(Input)
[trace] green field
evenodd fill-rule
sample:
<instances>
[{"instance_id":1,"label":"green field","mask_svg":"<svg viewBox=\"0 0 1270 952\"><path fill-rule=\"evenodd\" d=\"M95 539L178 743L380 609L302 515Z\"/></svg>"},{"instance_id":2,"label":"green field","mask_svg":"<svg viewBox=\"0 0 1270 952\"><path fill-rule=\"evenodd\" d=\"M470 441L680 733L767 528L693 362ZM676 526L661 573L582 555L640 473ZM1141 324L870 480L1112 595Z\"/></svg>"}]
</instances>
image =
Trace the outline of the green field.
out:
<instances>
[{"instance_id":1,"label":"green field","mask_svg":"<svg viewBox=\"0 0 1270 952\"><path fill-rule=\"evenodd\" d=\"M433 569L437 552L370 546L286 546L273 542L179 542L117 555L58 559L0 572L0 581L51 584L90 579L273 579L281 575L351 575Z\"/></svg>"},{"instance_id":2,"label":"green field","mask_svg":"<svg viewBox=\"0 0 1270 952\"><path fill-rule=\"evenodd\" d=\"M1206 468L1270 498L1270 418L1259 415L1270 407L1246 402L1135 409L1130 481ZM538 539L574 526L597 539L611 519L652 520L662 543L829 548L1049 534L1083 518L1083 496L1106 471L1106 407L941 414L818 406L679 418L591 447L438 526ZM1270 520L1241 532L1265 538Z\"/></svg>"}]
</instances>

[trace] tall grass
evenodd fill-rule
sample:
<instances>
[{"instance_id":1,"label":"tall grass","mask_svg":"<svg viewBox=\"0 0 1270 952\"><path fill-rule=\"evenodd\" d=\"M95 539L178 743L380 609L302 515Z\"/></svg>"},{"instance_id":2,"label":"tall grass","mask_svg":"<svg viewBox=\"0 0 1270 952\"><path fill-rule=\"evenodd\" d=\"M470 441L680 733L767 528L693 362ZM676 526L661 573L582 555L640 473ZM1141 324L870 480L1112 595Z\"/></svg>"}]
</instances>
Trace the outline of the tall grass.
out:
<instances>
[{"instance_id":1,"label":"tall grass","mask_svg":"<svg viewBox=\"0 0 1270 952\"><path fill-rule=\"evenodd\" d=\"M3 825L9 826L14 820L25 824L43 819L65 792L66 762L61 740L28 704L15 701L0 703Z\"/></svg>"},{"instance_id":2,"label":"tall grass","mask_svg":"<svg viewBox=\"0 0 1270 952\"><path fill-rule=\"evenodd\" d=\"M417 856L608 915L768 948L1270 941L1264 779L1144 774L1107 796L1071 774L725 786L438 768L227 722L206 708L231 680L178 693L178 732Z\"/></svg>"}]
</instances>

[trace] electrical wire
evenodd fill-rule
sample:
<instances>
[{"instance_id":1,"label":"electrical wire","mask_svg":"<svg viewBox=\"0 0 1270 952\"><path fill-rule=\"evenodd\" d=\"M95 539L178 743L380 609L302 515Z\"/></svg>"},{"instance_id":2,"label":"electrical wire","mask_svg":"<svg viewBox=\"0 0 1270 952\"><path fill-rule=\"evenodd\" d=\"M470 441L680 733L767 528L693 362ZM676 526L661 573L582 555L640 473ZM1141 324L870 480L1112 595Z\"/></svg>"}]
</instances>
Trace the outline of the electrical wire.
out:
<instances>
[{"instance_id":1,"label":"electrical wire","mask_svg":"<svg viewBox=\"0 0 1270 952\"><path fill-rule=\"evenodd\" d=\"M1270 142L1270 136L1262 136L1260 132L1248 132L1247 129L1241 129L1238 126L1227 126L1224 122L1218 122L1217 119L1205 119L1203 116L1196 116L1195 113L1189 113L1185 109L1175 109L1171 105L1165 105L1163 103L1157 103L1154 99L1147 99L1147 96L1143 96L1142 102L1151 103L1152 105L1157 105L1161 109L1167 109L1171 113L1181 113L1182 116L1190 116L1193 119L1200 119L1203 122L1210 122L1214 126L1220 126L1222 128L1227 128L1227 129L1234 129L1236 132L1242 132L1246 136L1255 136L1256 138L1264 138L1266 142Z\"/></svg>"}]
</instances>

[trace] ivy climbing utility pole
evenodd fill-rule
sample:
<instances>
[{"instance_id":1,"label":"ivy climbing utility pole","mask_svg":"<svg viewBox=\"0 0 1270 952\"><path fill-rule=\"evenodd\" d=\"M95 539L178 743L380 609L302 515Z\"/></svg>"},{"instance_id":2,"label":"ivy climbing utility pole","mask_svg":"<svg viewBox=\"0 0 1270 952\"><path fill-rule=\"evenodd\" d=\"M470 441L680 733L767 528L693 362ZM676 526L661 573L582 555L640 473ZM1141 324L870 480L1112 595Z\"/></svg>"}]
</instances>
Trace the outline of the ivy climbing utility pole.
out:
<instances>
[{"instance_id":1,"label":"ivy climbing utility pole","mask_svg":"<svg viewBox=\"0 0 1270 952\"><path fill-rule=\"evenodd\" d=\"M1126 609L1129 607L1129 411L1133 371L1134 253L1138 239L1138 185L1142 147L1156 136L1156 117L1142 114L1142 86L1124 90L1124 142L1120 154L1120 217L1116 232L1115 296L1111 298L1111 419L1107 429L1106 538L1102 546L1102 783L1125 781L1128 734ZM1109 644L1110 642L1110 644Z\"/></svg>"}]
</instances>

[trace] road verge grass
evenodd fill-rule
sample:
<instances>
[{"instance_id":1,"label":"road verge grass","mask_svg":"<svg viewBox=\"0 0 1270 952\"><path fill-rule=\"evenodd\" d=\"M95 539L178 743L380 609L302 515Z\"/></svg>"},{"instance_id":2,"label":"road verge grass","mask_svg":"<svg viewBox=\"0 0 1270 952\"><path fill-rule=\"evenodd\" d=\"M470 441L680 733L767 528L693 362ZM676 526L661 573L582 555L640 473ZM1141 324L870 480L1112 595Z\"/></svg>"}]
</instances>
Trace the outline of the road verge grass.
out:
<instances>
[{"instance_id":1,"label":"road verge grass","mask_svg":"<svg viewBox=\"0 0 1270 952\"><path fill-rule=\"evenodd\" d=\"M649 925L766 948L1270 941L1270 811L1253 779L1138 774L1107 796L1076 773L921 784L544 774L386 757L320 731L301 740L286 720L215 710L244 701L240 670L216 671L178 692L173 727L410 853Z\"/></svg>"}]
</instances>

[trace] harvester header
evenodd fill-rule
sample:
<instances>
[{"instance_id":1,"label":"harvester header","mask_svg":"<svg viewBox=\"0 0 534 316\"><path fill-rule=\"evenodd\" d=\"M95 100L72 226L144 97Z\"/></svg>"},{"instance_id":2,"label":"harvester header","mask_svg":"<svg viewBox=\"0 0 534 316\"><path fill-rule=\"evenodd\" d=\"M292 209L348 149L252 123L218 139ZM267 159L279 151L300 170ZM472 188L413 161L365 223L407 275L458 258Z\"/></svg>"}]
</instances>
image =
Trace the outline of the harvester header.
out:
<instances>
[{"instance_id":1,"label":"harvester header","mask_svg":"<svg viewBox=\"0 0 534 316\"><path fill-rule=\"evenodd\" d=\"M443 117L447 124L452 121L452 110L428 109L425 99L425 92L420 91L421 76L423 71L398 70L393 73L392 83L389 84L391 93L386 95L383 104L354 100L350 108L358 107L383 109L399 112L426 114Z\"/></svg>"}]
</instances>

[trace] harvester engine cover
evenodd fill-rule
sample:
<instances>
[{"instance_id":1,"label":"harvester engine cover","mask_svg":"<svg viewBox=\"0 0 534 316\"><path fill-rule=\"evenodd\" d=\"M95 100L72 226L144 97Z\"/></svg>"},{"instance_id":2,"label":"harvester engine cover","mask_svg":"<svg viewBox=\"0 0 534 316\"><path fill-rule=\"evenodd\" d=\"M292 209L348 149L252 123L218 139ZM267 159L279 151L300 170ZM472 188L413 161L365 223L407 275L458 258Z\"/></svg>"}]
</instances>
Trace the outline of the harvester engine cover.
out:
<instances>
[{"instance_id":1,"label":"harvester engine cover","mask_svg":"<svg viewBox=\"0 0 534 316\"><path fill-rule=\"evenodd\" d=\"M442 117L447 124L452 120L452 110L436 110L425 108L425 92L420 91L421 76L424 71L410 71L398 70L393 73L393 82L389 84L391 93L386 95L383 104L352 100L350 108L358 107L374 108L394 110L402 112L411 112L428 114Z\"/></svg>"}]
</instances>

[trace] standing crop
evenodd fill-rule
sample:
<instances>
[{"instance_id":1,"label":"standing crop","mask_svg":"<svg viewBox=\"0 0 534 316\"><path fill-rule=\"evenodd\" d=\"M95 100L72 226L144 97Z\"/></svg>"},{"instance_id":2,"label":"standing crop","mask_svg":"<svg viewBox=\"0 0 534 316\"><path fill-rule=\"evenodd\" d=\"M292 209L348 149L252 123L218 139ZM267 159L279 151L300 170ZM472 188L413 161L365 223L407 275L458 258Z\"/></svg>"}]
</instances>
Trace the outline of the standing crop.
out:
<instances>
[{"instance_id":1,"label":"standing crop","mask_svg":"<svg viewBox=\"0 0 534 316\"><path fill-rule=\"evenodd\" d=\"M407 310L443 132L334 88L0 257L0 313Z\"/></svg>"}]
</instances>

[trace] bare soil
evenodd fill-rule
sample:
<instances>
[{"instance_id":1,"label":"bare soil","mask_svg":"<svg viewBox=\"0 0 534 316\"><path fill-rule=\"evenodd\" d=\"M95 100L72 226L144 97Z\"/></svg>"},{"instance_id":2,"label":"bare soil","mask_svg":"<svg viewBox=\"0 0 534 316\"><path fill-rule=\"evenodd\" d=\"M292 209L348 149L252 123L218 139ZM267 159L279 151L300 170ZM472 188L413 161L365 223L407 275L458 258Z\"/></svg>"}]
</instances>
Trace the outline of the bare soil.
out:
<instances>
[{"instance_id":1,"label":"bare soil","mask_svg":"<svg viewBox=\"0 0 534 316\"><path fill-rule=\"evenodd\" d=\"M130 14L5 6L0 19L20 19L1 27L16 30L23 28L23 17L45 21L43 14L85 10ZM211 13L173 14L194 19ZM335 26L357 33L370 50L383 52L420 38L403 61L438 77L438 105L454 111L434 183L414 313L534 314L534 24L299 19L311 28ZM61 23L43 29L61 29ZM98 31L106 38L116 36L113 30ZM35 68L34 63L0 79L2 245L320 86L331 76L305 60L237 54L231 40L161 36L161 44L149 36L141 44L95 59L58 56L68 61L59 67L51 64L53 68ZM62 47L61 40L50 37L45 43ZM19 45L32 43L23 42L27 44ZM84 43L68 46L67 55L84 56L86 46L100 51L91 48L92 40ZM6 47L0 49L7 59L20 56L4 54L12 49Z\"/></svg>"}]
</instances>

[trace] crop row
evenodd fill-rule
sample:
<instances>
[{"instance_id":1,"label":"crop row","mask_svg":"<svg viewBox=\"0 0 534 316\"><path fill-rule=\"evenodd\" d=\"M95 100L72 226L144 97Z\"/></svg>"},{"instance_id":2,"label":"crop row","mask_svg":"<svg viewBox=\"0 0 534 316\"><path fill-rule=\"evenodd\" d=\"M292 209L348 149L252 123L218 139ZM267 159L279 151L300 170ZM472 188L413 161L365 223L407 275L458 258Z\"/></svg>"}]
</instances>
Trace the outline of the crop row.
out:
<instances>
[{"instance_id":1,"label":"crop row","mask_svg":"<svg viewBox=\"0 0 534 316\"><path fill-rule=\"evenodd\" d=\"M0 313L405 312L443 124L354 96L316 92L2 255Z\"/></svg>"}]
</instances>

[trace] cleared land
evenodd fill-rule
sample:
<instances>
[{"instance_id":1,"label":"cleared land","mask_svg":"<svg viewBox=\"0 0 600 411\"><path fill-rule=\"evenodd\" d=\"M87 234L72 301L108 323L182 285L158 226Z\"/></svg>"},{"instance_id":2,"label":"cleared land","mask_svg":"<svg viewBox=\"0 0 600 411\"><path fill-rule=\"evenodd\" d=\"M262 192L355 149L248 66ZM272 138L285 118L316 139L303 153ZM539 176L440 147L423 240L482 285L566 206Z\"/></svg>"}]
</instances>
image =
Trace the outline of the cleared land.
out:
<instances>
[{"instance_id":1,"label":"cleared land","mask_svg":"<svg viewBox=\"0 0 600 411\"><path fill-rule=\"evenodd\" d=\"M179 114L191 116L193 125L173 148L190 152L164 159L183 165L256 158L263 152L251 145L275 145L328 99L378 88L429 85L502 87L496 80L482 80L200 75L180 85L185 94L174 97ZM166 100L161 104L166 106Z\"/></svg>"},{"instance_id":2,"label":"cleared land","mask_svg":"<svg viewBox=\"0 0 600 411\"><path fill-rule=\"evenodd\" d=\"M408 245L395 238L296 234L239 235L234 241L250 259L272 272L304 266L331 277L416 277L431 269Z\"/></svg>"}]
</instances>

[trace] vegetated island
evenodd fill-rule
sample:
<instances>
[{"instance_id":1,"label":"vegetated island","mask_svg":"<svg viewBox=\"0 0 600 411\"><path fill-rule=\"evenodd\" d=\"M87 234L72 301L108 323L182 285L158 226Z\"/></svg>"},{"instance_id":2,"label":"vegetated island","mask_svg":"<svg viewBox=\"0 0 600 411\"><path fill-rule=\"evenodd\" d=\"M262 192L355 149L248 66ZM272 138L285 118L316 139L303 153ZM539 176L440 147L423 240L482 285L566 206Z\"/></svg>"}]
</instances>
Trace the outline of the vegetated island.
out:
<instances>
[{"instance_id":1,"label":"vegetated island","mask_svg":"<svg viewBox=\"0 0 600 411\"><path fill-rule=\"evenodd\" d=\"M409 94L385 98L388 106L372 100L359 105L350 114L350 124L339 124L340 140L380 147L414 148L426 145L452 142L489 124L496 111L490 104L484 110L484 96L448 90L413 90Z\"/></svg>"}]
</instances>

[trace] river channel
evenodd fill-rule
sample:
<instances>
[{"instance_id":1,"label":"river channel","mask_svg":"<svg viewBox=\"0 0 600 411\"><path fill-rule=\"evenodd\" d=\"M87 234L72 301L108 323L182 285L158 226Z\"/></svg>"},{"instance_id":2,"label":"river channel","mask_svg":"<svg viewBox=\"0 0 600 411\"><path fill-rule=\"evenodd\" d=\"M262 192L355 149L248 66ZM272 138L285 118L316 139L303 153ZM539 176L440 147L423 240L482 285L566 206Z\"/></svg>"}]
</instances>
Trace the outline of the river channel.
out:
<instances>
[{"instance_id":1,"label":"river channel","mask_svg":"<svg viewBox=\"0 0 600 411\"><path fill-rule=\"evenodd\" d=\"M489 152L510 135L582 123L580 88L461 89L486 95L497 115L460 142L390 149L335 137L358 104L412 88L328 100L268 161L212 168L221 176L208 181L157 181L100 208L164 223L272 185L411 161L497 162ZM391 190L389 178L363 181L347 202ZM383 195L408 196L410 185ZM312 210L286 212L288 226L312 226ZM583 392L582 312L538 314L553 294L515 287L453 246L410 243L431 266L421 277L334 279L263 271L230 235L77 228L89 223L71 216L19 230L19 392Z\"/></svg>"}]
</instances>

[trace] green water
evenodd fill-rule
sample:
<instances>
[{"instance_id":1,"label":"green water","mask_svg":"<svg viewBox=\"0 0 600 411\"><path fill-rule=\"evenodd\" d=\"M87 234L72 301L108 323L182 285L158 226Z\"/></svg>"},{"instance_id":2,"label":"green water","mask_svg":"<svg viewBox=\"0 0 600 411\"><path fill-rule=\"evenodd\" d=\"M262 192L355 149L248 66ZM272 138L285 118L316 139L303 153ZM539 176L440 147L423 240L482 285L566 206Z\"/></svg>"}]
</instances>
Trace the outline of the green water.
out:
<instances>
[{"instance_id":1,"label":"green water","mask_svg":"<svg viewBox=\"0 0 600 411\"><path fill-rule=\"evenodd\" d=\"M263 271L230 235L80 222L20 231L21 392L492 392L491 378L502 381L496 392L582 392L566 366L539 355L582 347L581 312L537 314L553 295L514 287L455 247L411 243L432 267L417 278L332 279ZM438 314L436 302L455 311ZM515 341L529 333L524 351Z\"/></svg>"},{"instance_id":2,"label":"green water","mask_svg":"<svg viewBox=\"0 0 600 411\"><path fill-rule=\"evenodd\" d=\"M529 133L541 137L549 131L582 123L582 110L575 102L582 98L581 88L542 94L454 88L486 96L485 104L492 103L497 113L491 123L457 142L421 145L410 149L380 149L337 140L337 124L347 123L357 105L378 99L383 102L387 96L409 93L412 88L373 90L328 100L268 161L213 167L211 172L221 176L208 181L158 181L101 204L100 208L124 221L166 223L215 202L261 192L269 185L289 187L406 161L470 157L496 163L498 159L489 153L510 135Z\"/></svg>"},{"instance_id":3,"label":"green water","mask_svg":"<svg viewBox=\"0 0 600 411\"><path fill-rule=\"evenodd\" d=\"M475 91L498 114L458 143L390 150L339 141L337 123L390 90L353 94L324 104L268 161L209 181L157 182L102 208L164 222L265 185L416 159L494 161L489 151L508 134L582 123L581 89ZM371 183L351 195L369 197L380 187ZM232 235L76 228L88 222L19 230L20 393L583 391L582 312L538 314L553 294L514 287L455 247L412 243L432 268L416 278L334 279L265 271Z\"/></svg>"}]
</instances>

(Aim) Pull out every line of the data that contains the string "standing". Letter case matters.

(Response)
[trace] standing crop
[{"instance_id":1,"label":"standing crop","mask_svg":"<svg viewBox=\"0 0 534 316\"><path fill-rule=\"evenodd\" d=\"M95 100L72 226L144 97Z\"/></svg>"},{"instance_id":2,"label":"standing crop","mask_svg":"<svg viewBox=\"0 0 534 316\"><path fill-rule=\"evenodd\" d=\"M292 209L348 149L252 123L218 139ZM267 159L279 151L300 170ZM472 188L413 161L365 223L407 275L458 258Z\"/></svg>"}]
Trace the outline of the standing crop.
[{"instance_id":1,"label":"standing crop","mask_svg":"<svg viewBox=\"0 0 534 316\"><path fill-rule=\"evenodd\" d=\"M407 310L443 132L334 88L0 257L0 313Z\"/></svg>"}]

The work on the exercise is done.